About this task: How many lines in the records below hold the string "yellow"? Please answer with the number and nothing more.

▬▬▬▬▬▬

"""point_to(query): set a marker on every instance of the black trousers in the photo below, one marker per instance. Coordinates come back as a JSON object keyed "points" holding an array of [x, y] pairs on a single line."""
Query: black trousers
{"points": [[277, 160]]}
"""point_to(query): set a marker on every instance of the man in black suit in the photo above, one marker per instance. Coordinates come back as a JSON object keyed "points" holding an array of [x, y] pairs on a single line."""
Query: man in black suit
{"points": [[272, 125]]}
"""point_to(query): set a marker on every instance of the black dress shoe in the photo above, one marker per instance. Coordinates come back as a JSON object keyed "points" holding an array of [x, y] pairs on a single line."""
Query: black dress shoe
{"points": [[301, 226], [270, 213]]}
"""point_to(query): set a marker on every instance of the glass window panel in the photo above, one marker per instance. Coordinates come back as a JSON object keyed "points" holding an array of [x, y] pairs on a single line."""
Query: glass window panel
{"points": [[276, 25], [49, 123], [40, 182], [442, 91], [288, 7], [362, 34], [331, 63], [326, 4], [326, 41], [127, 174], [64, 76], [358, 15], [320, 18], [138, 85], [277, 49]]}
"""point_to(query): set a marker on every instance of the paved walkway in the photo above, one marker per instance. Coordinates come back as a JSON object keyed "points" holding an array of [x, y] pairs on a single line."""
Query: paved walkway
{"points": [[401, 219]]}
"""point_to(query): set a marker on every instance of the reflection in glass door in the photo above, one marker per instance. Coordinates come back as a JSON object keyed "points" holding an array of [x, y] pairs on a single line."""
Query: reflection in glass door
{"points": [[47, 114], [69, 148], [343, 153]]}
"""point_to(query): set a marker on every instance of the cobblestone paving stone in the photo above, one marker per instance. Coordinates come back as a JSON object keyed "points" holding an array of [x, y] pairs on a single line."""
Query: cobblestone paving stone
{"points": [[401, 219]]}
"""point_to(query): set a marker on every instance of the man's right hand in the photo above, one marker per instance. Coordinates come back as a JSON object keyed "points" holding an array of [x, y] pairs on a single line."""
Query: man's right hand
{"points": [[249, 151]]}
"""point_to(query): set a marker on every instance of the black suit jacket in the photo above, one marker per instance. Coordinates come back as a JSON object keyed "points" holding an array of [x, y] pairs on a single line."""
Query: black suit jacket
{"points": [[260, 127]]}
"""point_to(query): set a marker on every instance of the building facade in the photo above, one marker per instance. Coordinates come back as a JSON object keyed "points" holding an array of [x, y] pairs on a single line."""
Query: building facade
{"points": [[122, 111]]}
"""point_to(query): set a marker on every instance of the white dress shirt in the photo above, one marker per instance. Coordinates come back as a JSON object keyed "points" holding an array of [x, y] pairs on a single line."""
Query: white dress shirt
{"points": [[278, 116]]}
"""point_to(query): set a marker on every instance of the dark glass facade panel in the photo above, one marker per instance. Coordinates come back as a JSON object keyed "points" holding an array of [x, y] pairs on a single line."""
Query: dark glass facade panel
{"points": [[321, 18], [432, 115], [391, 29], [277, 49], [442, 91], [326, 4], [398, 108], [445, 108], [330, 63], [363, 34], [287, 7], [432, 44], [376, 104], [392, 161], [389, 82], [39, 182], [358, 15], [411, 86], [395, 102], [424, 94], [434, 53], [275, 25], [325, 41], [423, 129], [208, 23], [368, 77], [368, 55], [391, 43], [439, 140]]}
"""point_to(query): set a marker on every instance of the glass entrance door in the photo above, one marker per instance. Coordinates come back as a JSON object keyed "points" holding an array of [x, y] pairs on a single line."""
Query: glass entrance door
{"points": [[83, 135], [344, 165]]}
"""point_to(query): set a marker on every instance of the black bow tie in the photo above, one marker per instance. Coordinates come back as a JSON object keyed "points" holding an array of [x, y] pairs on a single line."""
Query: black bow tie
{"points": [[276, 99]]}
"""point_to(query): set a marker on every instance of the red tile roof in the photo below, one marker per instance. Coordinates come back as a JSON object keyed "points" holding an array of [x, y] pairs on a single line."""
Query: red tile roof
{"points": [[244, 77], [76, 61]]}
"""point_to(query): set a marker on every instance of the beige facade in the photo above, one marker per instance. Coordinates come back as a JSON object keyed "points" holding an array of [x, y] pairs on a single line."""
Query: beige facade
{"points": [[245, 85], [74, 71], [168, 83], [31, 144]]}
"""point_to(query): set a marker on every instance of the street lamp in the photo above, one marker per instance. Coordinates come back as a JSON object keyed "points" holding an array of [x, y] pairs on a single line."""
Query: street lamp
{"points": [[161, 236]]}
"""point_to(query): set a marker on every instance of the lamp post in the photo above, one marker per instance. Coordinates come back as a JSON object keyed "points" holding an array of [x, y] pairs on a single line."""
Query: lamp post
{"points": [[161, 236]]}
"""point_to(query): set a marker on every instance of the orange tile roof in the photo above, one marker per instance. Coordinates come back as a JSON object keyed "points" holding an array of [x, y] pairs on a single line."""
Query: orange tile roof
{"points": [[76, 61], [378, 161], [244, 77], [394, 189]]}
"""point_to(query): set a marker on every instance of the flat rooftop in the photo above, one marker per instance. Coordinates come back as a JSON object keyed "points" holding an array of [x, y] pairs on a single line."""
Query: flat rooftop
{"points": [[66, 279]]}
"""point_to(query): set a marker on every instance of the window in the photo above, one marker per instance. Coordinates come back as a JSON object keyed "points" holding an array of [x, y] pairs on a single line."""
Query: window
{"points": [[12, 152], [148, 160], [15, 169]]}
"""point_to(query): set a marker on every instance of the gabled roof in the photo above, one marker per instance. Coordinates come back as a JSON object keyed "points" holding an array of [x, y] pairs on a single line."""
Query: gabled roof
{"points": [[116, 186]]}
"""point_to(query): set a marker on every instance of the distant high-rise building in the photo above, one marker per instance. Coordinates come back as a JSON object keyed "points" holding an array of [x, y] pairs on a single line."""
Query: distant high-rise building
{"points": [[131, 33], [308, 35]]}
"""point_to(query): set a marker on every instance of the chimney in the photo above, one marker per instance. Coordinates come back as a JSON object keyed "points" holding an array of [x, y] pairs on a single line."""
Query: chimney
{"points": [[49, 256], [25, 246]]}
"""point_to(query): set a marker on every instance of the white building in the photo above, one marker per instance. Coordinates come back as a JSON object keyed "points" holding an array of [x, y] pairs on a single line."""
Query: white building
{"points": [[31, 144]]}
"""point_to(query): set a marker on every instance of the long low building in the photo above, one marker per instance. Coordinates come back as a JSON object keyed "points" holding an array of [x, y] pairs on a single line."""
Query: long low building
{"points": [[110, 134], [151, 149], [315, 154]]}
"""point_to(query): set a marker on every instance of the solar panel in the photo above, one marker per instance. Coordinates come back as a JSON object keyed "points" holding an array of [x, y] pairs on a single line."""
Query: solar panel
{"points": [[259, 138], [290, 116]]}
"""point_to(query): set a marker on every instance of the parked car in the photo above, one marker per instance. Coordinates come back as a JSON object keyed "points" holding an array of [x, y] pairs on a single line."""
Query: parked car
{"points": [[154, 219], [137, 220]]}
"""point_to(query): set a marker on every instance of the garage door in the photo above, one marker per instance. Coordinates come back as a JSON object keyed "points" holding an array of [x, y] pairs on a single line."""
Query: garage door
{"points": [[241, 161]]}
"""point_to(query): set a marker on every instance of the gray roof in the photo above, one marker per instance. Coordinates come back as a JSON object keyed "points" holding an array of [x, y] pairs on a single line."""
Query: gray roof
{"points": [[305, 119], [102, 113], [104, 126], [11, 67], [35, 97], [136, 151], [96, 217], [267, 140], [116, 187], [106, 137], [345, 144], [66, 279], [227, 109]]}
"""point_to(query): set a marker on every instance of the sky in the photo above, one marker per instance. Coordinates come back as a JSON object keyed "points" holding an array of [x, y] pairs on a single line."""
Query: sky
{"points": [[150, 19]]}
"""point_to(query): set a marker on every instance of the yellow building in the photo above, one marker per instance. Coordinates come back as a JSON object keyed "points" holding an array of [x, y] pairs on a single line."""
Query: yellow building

▬▬▬▬▬▬

Completed exercise: 2